▶ **SELECTED TEXT**
= = = =

This was demonstrated when the Federation Council, upon President Vladimir Putin's request, dutifully revoked his authority to send Russian troops into Ukraine. Putin's request was illogical and absurd. When the Federation Council first granted Putin the authority to intervene in Ukraine on March 1, it did not obligate him to use force, but only permitted it. By asking lawmakers to essentially tie his hands, it would seem that Putin does not trust himself to behave rationally. Perhaps he believes that, in a fit of madness, he might order a full-on invasion of eastern Ukraine.

However, during a visit to Austria, Putin awkwardly explained that he had needed the authority granted him on March 1 for the sole purpose of annexing Crimea. Now that Crimea has been incorporated into Russia, the right to use military force is no longer necessary. As Putin openly explained, the Russian military enabled Crimean residents to fully express their will, an impeccably democratic and legal action. Or translated from politico-speak, Russia used its military to grab a sizable chunk of a neighboring state's territory.

= = = =

▶ **RECORD EXTRACTS**
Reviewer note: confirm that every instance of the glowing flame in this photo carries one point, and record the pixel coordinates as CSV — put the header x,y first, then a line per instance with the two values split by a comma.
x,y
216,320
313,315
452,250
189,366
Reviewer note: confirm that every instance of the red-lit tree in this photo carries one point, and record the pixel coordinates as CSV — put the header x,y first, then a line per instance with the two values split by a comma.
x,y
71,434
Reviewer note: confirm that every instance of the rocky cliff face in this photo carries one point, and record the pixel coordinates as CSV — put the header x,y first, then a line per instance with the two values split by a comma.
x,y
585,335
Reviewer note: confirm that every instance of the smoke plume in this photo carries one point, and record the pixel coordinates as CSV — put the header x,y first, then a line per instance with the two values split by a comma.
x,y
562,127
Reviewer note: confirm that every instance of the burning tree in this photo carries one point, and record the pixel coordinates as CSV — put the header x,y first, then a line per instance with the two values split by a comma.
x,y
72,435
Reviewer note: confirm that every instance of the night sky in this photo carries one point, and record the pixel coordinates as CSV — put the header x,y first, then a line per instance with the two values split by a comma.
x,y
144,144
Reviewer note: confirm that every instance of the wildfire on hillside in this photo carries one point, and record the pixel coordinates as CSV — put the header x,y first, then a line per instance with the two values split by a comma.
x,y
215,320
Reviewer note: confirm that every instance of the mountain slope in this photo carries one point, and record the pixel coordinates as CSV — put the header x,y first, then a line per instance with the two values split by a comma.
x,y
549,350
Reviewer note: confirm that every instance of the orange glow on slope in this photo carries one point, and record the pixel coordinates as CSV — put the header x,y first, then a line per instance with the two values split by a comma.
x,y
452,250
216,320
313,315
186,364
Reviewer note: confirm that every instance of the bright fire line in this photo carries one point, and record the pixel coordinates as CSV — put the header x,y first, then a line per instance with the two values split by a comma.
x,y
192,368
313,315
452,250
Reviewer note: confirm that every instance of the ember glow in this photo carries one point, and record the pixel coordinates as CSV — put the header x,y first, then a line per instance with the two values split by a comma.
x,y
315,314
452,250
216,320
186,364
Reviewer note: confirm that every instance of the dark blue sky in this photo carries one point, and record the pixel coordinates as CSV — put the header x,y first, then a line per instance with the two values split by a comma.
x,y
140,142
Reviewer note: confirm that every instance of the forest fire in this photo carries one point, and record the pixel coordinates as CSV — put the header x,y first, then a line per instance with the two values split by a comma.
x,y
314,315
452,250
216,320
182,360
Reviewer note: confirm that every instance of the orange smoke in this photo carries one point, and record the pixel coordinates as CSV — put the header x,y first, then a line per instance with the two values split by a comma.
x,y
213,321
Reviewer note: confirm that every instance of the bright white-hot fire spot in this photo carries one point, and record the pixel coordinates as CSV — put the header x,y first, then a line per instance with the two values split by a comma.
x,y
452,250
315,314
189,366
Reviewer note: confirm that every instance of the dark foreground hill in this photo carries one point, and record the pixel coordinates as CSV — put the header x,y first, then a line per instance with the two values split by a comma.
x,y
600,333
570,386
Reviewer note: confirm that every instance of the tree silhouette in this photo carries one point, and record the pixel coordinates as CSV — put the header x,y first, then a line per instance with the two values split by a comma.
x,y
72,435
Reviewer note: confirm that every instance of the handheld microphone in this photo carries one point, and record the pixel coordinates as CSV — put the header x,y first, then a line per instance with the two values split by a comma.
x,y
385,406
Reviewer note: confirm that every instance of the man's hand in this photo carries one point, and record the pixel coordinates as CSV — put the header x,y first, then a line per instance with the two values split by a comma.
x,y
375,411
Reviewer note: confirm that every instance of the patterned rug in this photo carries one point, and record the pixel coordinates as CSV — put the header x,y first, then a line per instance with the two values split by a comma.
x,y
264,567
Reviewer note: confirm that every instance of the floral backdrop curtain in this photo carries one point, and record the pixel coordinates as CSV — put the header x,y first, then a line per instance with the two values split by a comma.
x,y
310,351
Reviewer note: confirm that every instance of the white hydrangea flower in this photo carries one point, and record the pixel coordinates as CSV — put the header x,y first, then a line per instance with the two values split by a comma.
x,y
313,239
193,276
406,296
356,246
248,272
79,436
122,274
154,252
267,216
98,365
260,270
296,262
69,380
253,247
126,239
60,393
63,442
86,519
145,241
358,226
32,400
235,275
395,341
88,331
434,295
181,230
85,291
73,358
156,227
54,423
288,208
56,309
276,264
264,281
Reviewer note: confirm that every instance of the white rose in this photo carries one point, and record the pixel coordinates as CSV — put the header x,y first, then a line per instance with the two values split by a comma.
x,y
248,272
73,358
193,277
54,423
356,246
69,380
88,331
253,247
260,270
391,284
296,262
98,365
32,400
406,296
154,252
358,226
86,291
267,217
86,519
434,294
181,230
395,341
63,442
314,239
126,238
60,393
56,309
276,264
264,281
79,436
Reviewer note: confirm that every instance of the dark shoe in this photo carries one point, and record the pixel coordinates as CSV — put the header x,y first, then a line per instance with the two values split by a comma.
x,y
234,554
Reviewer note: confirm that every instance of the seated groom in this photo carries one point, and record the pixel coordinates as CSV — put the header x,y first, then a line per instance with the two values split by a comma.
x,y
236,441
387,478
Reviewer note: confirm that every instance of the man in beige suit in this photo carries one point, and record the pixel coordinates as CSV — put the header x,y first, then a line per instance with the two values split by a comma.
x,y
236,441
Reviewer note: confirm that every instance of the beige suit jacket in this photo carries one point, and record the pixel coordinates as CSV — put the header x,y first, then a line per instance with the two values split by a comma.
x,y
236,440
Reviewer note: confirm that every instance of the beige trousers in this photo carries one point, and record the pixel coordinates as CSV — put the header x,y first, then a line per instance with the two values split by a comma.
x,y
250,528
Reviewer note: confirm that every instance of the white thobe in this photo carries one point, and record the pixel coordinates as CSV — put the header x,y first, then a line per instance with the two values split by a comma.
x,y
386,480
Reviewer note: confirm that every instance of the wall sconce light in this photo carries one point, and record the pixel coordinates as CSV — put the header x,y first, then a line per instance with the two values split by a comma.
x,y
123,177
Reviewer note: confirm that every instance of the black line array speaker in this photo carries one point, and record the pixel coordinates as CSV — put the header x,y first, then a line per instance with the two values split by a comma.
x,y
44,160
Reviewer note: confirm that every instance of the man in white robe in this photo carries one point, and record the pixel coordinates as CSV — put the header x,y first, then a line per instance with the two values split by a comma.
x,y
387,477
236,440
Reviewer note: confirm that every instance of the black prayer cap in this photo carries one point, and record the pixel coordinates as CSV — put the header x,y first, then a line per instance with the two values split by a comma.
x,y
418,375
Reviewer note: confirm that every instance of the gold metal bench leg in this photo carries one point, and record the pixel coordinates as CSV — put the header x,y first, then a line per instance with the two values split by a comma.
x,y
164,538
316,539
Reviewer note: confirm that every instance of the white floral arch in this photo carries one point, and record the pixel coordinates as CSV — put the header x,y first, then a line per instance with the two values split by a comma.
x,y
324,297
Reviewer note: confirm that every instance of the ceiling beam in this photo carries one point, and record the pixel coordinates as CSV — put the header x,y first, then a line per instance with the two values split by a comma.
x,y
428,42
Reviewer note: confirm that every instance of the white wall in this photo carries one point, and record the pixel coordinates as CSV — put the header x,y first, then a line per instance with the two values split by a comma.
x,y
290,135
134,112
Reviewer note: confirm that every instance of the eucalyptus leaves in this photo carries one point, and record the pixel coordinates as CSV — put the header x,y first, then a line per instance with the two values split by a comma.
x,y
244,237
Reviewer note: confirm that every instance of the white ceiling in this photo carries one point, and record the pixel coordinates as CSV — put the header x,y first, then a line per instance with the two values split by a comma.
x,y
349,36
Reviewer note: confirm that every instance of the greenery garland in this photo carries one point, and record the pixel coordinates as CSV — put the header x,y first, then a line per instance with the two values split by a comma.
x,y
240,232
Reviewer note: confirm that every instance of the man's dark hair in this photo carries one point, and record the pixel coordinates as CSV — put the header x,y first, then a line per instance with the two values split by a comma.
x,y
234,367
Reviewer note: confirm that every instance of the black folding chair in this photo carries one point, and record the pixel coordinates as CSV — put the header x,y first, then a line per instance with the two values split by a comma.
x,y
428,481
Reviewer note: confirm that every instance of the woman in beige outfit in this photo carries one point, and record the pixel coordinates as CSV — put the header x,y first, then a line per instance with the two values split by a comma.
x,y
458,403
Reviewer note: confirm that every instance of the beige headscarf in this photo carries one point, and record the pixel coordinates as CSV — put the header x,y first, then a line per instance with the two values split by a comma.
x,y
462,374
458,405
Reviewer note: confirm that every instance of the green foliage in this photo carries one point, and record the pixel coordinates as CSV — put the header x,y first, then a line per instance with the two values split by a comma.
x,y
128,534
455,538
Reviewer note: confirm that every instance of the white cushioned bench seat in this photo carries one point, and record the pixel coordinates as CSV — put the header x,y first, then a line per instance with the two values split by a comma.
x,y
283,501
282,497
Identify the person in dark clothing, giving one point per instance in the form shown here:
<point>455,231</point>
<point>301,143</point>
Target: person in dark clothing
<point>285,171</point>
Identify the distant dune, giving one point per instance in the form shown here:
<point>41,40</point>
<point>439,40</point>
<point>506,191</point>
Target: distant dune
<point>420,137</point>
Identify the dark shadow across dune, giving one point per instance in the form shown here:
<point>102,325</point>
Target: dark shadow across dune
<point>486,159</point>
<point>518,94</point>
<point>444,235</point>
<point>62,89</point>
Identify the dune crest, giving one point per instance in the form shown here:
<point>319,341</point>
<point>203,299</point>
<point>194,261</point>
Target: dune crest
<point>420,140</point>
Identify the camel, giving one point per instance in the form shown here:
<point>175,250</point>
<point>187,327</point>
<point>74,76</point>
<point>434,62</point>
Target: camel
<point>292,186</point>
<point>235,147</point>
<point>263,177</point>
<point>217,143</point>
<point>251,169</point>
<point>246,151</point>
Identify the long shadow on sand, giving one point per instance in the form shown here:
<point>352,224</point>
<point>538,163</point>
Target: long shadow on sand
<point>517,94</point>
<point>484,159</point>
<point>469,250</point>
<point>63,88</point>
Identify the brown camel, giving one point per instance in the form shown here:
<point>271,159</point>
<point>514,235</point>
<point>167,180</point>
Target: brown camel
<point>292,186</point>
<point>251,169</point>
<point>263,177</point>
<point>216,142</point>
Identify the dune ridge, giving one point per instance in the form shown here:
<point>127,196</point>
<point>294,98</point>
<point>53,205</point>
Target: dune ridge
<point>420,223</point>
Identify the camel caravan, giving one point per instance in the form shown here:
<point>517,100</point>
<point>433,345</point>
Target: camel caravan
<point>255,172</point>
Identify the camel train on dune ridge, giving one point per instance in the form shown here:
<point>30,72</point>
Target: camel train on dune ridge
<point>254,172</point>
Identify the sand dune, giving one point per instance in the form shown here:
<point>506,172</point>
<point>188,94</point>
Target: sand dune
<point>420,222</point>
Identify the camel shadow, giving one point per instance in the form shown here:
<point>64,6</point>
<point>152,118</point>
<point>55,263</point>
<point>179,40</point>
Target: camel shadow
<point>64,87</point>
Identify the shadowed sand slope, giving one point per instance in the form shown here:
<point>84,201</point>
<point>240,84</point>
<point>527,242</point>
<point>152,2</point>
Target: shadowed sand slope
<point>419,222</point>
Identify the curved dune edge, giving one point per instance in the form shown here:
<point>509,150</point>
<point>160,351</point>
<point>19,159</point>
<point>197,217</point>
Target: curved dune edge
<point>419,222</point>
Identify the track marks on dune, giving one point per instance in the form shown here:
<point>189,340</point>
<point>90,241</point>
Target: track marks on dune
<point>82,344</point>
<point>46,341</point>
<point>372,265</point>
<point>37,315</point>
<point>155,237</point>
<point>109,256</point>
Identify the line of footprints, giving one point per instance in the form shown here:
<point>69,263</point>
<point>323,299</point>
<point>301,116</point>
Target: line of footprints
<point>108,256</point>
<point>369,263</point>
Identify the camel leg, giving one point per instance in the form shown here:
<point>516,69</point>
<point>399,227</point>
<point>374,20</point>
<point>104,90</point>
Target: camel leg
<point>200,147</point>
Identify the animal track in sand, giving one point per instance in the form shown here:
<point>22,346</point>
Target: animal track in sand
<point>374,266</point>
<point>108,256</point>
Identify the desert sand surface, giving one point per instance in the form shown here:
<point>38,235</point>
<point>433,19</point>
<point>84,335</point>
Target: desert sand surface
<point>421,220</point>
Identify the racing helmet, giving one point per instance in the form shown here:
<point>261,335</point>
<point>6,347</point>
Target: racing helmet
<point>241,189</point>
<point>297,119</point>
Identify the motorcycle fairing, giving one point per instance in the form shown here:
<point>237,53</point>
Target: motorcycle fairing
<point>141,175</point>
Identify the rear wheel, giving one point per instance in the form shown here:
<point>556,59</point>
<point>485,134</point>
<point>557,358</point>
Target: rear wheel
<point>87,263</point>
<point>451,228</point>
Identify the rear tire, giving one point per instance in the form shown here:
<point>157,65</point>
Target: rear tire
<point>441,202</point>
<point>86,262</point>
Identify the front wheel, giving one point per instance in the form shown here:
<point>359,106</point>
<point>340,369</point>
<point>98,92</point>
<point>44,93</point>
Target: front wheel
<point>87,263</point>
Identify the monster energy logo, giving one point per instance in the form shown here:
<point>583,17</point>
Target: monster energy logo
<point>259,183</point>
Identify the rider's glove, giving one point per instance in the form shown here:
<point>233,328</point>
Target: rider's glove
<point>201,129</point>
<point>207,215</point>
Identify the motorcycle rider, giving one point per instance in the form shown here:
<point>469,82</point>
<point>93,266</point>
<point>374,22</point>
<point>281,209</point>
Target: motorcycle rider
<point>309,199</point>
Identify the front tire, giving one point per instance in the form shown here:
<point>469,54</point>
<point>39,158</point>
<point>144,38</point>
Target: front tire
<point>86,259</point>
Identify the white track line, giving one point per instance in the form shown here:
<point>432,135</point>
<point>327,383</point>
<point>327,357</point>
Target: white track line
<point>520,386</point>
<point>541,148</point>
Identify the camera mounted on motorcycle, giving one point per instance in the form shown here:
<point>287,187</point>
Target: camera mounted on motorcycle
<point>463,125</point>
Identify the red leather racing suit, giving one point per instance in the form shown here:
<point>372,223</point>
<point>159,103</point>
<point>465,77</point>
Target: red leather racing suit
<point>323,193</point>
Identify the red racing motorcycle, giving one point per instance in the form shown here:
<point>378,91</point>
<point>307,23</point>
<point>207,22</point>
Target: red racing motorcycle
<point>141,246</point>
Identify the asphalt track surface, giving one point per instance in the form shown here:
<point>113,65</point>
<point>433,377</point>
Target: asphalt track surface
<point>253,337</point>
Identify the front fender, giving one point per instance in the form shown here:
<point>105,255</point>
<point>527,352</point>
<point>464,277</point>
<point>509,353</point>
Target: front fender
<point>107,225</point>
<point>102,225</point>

= = = =

▶ **WRITTEN INSTRUCTION**
In the commentary on Putin and the Federation Council, on what date did the Federation Council first grant Putin authority to intervene in Ukraine? The entries have no connection to the text.

▶ **SOLUTION TO THIS TASK**
March 1